> Task description
Reproduce everything in the listing below from the line containing "Q: Identify a point on each instance of the oval" down to the line containing "[(21, 271)]", both of those lines included, without altering a single character.

> Information supplied
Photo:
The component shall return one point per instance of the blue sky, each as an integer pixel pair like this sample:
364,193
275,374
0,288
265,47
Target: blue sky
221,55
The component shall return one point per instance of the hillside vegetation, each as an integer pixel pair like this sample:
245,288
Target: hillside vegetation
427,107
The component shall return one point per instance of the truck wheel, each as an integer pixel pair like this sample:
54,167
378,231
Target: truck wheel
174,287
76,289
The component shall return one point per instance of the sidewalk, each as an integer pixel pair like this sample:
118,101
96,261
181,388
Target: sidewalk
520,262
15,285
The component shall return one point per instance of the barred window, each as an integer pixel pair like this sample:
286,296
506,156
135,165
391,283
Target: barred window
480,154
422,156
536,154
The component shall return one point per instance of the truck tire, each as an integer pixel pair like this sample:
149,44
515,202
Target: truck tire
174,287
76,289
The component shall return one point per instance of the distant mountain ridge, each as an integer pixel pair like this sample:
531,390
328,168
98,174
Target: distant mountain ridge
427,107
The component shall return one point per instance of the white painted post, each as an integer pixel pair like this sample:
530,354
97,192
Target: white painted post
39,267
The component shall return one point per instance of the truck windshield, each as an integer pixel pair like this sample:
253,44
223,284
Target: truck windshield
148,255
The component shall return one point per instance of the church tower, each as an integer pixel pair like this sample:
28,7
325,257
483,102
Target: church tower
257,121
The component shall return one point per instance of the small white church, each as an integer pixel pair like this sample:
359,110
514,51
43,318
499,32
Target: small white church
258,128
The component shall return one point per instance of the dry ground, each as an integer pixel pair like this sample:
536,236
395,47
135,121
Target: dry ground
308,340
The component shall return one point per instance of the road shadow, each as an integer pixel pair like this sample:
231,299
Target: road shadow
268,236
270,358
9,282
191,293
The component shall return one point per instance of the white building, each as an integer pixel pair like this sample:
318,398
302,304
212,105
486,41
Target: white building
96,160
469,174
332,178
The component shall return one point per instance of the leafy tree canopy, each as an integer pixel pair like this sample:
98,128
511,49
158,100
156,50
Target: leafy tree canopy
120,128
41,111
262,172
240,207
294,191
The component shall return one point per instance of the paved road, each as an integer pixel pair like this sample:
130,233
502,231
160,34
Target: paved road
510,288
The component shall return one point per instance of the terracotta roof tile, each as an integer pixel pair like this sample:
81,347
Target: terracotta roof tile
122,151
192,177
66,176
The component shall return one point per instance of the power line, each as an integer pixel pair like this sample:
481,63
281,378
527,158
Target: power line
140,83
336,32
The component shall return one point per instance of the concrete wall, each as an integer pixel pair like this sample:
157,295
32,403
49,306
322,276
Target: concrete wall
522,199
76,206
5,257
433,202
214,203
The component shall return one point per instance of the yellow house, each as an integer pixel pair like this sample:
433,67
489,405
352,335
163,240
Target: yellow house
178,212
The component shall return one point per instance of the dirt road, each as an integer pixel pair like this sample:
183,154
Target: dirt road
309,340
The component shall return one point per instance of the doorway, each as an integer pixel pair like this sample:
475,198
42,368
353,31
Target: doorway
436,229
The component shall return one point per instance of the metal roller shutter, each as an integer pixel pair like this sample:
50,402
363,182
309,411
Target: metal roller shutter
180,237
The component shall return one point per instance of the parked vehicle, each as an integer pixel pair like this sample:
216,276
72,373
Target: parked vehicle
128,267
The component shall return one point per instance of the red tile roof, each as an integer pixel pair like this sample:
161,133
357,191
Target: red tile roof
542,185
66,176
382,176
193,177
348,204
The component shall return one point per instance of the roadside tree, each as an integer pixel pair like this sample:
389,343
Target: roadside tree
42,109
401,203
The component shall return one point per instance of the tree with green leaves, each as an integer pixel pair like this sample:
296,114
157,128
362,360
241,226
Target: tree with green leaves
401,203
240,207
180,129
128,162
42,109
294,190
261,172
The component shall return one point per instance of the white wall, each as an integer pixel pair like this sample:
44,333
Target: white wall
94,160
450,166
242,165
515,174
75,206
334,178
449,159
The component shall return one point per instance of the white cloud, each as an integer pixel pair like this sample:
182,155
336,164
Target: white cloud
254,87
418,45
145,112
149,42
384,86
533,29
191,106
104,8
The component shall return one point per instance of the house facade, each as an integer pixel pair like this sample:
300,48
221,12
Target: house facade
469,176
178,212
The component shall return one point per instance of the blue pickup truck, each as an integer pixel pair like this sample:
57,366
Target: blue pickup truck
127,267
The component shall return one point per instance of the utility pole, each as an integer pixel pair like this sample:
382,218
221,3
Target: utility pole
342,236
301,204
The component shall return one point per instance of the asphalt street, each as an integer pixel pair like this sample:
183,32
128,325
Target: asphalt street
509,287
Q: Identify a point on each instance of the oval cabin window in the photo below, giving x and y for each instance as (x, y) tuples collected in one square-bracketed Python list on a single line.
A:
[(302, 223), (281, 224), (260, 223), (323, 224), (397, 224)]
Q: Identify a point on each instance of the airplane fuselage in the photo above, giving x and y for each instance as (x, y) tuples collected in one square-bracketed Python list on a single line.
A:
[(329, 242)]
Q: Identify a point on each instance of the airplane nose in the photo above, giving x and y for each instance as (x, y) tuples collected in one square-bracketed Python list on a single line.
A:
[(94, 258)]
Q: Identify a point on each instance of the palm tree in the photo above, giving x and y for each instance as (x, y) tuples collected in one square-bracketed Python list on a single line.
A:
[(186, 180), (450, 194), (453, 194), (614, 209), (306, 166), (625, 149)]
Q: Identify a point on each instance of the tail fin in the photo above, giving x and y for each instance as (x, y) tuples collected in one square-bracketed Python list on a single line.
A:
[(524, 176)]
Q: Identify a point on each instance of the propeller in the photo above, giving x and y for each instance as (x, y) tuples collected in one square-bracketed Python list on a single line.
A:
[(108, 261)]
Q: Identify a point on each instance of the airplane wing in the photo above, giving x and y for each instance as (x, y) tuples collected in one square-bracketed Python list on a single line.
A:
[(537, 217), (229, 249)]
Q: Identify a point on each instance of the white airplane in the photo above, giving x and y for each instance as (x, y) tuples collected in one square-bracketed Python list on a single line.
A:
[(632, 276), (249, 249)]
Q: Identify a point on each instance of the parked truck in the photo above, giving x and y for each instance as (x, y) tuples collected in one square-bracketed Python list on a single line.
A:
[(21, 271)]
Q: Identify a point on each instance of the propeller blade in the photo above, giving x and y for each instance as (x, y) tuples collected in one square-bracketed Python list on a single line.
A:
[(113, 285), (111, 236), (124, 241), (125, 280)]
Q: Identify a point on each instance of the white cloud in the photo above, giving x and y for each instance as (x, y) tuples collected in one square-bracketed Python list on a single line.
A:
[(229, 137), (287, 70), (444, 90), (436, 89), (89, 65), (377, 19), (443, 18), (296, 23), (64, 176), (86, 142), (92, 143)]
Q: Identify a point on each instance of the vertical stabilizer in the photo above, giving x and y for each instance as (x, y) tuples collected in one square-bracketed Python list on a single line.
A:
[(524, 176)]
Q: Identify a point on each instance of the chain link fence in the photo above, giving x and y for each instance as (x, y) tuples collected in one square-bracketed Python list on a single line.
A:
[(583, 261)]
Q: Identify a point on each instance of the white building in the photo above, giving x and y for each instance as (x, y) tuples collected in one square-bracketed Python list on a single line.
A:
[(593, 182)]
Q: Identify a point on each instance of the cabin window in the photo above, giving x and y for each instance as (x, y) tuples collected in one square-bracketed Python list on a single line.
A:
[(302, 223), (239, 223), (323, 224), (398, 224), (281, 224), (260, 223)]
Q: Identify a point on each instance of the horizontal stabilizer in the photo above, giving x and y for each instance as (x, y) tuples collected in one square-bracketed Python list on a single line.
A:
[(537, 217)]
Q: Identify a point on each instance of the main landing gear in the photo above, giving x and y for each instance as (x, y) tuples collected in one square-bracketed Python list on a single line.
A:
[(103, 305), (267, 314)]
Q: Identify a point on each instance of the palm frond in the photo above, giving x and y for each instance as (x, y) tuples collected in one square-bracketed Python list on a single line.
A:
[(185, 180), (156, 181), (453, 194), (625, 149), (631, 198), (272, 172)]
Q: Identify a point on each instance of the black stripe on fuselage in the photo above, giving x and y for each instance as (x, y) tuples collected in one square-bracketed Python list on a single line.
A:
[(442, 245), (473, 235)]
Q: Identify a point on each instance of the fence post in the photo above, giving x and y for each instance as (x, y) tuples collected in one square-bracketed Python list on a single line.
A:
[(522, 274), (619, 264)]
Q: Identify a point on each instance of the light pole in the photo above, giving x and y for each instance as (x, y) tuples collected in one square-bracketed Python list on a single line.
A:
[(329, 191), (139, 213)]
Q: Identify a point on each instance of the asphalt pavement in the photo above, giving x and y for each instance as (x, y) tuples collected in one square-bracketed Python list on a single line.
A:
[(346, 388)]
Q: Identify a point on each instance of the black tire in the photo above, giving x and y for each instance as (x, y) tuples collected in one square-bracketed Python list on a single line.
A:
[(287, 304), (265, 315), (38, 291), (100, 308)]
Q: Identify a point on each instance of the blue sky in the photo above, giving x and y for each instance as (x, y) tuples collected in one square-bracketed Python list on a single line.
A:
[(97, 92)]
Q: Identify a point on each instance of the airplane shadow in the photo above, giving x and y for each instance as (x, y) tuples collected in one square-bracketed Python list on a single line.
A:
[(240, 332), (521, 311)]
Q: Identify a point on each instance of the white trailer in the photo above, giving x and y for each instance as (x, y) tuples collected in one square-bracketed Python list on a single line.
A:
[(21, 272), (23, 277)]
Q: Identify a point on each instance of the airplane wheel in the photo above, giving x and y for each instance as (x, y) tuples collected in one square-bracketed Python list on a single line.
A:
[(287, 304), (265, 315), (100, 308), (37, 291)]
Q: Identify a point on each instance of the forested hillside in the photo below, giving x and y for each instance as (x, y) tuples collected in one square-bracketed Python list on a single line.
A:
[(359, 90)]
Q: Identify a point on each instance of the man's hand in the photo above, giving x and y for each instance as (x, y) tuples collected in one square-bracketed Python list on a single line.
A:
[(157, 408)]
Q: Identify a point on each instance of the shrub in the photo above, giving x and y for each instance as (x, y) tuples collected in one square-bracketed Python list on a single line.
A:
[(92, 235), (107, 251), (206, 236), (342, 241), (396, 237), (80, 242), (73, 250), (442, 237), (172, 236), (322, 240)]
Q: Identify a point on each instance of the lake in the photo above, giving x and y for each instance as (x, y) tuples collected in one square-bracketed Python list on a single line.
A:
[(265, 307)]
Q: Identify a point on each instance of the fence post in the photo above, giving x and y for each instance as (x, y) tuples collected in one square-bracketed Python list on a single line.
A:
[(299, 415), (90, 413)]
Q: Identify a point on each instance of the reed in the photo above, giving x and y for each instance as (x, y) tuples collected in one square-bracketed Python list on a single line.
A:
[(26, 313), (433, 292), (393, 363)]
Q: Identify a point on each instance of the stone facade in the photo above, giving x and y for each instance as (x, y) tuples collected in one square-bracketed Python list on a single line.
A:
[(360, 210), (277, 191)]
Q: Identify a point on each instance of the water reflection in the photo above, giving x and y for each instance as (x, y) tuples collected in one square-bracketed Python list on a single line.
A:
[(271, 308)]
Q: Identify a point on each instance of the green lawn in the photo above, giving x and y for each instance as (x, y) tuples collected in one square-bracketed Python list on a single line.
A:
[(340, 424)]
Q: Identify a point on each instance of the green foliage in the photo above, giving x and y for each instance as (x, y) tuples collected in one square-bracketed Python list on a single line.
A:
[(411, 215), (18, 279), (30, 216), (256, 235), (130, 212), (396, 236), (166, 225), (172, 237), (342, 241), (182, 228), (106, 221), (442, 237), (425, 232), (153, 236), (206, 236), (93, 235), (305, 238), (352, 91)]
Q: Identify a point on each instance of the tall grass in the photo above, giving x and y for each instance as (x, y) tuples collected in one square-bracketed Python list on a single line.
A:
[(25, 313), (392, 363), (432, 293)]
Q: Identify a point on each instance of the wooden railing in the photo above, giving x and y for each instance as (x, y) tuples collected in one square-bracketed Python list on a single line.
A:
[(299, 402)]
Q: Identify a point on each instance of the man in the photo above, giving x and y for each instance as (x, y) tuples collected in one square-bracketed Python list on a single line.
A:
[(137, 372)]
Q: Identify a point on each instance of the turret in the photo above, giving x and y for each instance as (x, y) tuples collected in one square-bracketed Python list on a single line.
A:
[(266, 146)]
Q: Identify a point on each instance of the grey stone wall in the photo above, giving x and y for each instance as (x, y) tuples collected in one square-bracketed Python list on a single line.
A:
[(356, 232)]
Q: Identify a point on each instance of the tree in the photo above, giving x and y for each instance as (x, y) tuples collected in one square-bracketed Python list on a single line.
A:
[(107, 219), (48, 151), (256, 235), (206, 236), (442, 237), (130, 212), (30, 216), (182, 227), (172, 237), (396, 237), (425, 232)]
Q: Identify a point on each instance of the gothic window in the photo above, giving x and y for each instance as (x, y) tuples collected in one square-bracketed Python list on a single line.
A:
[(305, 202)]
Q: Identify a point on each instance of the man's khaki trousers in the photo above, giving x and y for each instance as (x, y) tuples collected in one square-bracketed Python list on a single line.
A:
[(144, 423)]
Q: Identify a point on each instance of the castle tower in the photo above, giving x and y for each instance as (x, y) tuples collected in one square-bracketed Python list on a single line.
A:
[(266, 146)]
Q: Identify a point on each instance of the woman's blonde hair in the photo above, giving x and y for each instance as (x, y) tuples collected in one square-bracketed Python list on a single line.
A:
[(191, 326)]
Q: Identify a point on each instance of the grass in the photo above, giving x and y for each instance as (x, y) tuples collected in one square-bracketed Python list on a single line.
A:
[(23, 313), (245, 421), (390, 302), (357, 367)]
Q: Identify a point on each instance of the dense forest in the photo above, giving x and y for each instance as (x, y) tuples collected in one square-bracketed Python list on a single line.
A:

> Solved problem
Q: Identify a point on each instance of the oval cabin window in the photo below, giving x and y for each instance as (x, y) tuples collected in one square-bracketed Python list on a single line.
A:
[(302, 223), (281, 224), (260, 223), (323, 224), (397, 224)]
Q: Identify a point on each instance of the airplane fuselage in the photo above, giving x and y for each instance as (x, y) tuples collected in one square-bracketed Python list on a single line.
A:
[(329, 242)]
Q: Identify a point on each instance of the airplane nose in the photo above, giving x and y for each instance as (x, y) tuples collected in one square-bracketed Python list on a single line.
A:
[(94, 258)]
Q: Identify a point on each instance of the palm tree in the photo above, giving x and y for each instance as (x, y) tuples collected in one square-bracketed Python list on a single line.
A:
[(186, 180), (450, 194), (453, 194), (614, 209), (306, 166), (625, 149)]
Q: Identify a point on each instance of the tail fin in the photo above, giving x and y for each instance as (x, y) tuples collected in one square-bracketed Python list on a single line.
A:
[(524, 176)]
Q: Identify a point on each instance of the propeller in the photo above, giving x and y for each instance as (x, y) tuples collected in one square-bracketed Python list on a single line.
A:
[(108, 261)]
Q: Identify a point on each instance of the airplane wing in the photo above, giving x and y for each instance as (x, y) tuples collected in one square-bracketed Python list on a single line.
A:
[(537, 217), (229, 249)]
Q: Identify a point on each instance of the white airplane in the photo above, giving x and y for each instance as (x, y) tuples collected in one square-bracketed Python list on a single line.
A:
[(632, 276), (249, 249)]
Q: Identify a point on each instance of the parked truck in the photo above, giving x and y for each instance as (x, y) tuples collected in one square-bracketed Python list on a single line.
A:
[(21, 271)]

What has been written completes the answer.